Written request 1 ::
Please extract the stretch of the knitting post from "Woolie_Silk.jpg" through "just in case!", copying it word for word.

Extract ::
:::::

Ana and Edna anew

Published on Monday March 24th, 2008

Remember this hat from last October? I knit it as a store sample, and a lot of you liked it, so I thought I’d send out a public service announcement: I was in Knit/Purl this afternoon and saw that the kits are in at last! They aren’t up on the website yet, but I know that Jenni will be glad to send you one if you call them up.

How did I come to be at the yarn store on a Monday afternoon, you might like to know? It’s Spring Break, my friends. And I’ve got a few days of blissful relaxation up on the island planned. There’s all kinds of knitting on the lace stole to accomplish, but a girl can’t go cross-eyed over lace for too many hours a day. And I want to make serious progress on poor neglected Victoria, but if I can’t block the bias out of the top, I’ll need a Plan B. So I’ll be taking this:

Woolie_Silk_Millay.jpg

Woolie_Silk.jpg

Yes, I had to snag a new Ana hat kit for myself! I adored the Fleece Artist Woolie Silk 3-Ply, and this is just my color green. Plus it was surprisingly cold today, and I even heard a rumor of snow on the horizon. It probably won’t fall down at sea level, but it’s always nice to have a stylish hat to pull on just in case!

The Woolie Silk is special stuff, and so I found it worthy of reclining on my new treasure:

Huntsman.jpg

A shipment of things from my grandmother’s apartment in Connecticut arrived last week. We scored a fold-out couch for the library/guest room and an extra bureau, but the chief delight was a first edition of Edna St. Vincent Millay’s Huntsman, What Quarry? It’s inscribed Rufus from Tad 1939 – a gift to my grandmother from my grandfather in the year they were married. (The endpapers, in a charming non sequitur, bear a genealogy of French kings from Louis XIII to Louis XVIII in my grandmother’s pencil.) My grandparents were always so removed from me in years and geography that I get a particular charge from discovering tastes I have in common with them. I knew they both liked poetry; I didn’t know they admired Millay. Of course she was a celebrity in New York during their youth – somehow Millay’s bohemian Village life never dovetailed in my mind with the G-rated family stories playing out in the East 30s and 40s. But these same grandparents also danced to Artie Shaw, Cab Calloway, Benny Goodman, and other titans of the jazz scene all through their courtship. How I wish I could have known them then.

Leafing through Huntsman, I see that Gram made historical notes after poems that spoke to current events like “Say That We Saw Spain Die” (“Spain’s Civil War between the Loyalists and the Rebels has come to an end – 1939”) and the third Sonnet in Tetrameter (“Japan is warring against China – 1939. The peace yet in sight.”) What made her do this? Did she have some sense that her unborn children and grandchildren might read this book of poems, and her schoolteacher’s habits dictated that she pass along her understanding of its original context? Or did she seize an opportunity to preserve a moment in history, hoping to look back at this little book from the other side of the gathering storm of war and remember the world on the brink? She was 97 last September; dusk is drawing down on her at last. I won’t be able to ask her what this book meant to her. But I’ll keep it always, and wonder.

13 Comments to “Ana and Edna anew”

  1. gleek Comment Says:

    oooooh! that hat! i love that hat. if only i had yarn dispensation in the budget.

:::::

Entries ::
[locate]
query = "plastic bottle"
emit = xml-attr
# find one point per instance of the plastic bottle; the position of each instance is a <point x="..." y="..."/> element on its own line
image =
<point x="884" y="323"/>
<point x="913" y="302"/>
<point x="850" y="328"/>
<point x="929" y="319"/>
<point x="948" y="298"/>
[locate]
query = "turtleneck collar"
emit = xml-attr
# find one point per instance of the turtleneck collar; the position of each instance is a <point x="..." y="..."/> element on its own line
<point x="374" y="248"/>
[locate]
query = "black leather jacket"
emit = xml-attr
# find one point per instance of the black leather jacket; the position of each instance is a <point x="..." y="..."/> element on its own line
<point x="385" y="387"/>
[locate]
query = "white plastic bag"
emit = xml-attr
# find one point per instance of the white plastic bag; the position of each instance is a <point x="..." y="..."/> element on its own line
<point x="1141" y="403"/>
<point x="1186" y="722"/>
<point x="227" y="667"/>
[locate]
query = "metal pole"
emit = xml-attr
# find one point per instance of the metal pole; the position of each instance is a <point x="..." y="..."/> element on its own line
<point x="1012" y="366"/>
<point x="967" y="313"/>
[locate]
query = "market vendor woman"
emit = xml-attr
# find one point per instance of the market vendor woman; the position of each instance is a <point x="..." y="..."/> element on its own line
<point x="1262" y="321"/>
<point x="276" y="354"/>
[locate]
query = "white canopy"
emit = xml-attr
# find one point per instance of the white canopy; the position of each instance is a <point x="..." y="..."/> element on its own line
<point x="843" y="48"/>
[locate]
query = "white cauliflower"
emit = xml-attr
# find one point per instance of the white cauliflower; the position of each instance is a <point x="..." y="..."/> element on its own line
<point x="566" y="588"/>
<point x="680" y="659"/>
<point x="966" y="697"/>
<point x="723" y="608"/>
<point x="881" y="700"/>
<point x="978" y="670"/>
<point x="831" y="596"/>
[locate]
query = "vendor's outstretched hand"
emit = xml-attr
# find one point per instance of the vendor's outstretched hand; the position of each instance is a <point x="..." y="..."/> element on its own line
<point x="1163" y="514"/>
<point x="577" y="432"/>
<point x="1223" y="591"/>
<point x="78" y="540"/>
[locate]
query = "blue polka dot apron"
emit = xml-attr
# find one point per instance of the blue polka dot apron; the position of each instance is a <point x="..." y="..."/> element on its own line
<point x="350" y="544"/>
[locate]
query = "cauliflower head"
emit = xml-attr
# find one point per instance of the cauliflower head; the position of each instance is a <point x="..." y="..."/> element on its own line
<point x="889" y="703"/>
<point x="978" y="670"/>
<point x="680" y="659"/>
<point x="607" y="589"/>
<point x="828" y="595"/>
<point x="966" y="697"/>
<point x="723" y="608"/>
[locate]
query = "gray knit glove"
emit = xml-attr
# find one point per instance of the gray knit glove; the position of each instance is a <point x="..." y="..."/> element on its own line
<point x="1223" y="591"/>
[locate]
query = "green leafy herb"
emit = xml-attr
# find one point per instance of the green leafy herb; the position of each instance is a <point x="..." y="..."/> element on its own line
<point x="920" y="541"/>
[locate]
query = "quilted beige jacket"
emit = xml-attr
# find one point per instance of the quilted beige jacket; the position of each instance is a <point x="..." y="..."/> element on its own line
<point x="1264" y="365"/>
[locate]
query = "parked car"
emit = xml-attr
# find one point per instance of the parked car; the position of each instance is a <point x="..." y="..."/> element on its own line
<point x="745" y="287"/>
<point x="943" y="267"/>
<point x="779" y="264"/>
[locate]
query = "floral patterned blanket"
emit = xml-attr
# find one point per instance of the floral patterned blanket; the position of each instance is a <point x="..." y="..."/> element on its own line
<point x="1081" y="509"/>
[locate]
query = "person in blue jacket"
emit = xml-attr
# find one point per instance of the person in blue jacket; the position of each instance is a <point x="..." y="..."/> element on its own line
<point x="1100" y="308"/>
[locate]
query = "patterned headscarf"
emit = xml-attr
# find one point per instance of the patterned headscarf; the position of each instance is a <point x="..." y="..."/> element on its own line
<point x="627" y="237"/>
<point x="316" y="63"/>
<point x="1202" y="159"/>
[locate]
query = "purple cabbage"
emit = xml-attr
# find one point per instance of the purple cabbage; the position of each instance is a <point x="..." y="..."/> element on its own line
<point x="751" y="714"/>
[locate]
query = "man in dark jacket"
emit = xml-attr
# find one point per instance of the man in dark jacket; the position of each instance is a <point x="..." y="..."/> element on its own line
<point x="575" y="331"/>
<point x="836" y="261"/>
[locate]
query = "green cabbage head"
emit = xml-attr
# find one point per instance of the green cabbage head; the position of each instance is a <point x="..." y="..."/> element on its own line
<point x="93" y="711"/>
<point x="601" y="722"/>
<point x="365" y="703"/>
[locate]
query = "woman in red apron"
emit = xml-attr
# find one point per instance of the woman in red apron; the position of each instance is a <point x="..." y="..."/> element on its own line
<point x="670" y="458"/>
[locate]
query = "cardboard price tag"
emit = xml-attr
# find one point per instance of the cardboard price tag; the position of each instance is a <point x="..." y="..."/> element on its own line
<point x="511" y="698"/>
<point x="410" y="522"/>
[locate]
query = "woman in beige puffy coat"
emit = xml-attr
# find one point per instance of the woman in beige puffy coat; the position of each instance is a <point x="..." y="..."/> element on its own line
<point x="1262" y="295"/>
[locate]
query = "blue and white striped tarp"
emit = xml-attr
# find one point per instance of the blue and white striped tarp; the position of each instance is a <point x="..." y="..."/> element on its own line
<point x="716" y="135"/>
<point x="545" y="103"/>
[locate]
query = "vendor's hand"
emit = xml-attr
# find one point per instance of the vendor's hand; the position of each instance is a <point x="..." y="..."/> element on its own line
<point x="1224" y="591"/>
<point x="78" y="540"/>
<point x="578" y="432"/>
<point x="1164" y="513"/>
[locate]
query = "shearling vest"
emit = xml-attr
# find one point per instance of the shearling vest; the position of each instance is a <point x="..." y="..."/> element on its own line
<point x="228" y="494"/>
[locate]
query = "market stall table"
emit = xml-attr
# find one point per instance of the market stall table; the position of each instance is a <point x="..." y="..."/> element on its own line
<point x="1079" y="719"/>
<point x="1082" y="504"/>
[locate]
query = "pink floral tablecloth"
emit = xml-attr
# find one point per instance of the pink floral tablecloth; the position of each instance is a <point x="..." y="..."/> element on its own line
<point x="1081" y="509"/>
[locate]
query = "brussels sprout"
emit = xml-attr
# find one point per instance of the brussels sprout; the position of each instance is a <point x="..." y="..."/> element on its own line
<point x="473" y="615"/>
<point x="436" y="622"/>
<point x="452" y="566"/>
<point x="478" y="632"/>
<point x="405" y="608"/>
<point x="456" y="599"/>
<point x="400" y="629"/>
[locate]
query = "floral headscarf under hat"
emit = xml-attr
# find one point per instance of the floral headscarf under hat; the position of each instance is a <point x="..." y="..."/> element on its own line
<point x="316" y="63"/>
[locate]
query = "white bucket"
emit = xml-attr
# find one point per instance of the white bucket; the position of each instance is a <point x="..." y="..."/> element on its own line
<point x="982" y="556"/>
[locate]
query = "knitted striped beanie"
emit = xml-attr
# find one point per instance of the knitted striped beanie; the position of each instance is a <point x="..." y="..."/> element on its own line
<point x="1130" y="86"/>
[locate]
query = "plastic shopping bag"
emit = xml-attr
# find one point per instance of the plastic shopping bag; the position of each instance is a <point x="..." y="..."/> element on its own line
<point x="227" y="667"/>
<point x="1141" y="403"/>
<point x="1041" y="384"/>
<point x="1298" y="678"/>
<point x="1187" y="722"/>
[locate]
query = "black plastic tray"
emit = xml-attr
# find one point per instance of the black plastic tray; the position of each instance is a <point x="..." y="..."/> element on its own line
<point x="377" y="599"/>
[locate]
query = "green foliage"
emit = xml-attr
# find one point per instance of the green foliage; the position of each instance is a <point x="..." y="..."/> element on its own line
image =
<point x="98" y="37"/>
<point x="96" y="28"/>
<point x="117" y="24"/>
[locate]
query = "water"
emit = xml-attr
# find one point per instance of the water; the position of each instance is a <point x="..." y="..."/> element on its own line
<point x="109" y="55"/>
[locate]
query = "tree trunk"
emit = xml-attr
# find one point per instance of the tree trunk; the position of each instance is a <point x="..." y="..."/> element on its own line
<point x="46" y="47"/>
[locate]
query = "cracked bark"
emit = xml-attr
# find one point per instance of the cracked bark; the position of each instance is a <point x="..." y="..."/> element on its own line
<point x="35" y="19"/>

:::::

Written request 2 ::
Pull out each line of the entries that contains the string "bark". Case counts.

Result 1 ::
Woolie_Silk.jpg

Yes, I had to snag a new Ana hat kit for myself! I adored the Fleece Artist Woolie Silk 3-Ply, and this is just my color green. Plus it was surprisingly cold today, and I even heard a rumor of snow on the horizon. It probably won’t fall down at sea level, but it’s always nice to have a stylish hat to pull on just in case!

Result 2 ::
query = "cracked bark"
# find one point per instance of the cracked bark; the position of each instance is a <point x="..." y="..."/> element on its own line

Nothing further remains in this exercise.